## The exercise
Return the lines below verbatim, starting with the line that contains "Please pick out the reflection" and ending after the line that contains "Target: reflection on wet ground".

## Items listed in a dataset
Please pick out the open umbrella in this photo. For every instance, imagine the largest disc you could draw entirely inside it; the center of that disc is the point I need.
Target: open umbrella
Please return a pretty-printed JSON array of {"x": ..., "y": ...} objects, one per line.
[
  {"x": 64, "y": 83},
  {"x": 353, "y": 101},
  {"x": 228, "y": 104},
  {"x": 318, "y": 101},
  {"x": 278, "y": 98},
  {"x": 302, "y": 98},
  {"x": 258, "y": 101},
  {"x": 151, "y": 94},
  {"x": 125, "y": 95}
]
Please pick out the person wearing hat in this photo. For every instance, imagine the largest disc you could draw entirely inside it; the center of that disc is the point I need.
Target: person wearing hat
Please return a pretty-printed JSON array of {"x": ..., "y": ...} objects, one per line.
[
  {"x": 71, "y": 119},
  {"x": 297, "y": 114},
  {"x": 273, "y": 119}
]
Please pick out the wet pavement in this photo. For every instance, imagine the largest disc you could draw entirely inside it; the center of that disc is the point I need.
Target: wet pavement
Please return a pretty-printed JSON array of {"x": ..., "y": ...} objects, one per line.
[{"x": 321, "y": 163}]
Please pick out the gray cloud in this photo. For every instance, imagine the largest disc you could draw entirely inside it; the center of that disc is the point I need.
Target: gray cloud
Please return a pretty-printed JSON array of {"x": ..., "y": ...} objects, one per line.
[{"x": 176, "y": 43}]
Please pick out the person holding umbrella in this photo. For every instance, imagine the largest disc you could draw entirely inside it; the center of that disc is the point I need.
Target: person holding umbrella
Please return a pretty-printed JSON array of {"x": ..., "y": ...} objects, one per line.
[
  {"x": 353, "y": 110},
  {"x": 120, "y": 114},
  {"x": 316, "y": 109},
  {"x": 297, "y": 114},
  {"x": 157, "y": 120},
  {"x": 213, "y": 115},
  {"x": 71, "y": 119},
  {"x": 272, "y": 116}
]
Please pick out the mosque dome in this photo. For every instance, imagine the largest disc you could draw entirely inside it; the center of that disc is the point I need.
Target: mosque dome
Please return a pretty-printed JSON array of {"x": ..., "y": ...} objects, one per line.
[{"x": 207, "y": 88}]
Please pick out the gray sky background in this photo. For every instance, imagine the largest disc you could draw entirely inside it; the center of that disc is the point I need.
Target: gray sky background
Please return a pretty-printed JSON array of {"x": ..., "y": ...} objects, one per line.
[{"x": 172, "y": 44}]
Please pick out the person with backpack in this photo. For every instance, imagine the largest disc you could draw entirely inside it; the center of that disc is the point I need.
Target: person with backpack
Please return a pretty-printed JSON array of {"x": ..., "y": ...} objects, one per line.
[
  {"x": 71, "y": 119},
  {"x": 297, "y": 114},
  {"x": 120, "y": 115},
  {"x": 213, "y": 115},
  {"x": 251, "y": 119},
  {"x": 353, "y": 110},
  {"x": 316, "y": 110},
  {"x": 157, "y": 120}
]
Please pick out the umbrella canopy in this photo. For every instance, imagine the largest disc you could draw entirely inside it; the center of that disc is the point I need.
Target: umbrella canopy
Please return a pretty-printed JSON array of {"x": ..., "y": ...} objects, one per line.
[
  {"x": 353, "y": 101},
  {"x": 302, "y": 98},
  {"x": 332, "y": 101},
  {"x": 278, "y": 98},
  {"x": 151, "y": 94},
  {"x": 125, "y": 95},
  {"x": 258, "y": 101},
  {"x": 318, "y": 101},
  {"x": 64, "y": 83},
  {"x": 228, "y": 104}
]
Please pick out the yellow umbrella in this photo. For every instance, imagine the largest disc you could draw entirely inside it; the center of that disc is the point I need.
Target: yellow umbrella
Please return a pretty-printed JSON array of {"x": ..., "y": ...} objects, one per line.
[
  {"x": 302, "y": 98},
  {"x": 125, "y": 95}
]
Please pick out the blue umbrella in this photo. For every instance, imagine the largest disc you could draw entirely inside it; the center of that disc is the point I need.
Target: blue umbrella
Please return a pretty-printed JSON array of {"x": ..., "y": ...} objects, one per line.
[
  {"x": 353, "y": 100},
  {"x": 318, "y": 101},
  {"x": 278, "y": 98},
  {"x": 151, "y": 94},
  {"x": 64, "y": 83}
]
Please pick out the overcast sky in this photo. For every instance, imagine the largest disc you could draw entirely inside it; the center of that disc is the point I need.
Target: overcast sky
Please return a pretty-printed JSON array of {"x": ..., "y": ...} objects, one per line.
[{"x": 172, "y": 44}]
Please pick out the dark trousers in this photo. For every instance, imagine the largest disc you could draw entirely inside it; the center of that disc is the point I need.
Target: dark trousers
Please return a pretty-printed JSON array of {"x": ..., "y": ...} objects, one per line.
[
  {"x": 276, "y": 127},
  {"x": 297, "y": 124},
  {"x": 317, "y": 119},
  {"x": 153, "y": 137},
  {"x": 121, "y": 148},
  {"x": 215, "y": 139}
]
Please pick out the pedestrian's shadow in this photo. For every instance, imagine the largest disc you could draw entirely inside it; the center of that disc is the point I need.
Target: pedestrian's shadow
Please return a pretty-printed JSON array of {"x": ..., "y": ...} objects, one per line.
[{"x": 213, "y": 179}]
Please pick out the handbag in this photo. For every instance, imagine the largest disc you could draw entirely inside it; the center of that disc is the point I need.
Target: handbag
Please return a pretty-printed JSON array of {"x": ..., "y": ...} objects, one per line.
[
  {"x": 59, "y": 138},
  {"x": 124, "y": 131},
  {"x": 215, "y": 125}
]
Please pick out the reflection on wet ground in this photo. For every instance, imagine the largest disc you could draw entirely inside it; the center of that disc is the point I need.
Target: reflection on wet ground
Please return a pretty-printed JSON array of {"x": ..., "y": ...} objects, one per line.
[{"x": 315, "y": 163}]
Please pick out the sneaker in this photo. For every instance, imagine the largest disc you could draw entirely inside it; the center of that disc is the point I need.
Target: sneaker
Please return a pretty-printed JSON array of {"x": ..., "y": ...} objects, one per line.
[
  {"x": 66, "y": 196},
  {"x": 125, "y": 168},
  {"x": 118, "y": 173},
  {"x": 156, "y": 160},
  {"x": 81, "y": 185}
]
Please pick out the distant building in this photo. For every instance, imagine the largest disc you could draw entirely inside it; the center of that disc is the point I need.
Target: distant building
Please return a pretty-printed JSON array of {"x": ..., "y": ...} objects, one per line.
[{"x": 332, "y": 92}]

---

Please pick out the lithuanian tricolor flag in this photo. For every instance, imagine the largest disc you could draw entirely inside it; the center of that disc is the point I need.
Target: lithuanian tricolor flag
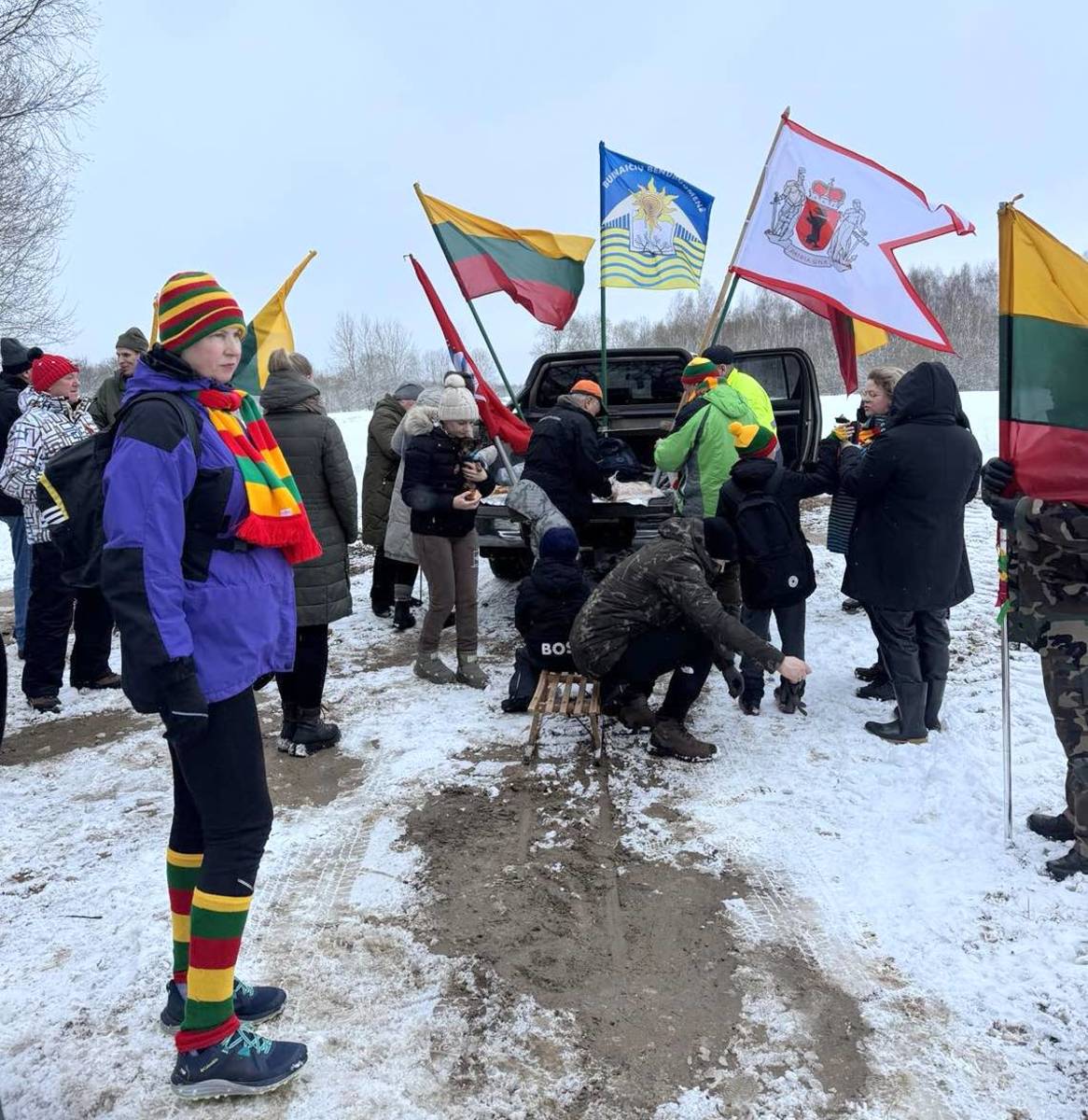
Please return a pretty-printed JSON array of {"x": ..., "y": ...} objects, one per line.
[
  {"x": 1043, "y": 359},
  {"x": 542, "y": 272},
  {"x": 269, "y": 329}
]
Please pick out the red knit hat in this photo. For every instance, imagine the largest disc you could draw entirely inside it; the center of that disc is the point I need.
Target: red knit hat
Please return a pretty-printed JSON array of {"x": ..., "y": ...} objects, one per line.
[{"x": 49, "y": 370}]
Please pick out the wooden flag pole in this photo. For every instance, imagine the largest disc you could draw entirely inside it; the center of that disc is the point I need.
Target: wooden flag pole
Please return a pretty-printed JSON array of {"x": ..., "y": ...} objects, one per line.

## Correct response
Please pick out the reflection on wet ground in this photo. For every instance, imagine the largest disc you could draw entirely inside it; the center of that disc is the point I need.
Target: reflection on wet ground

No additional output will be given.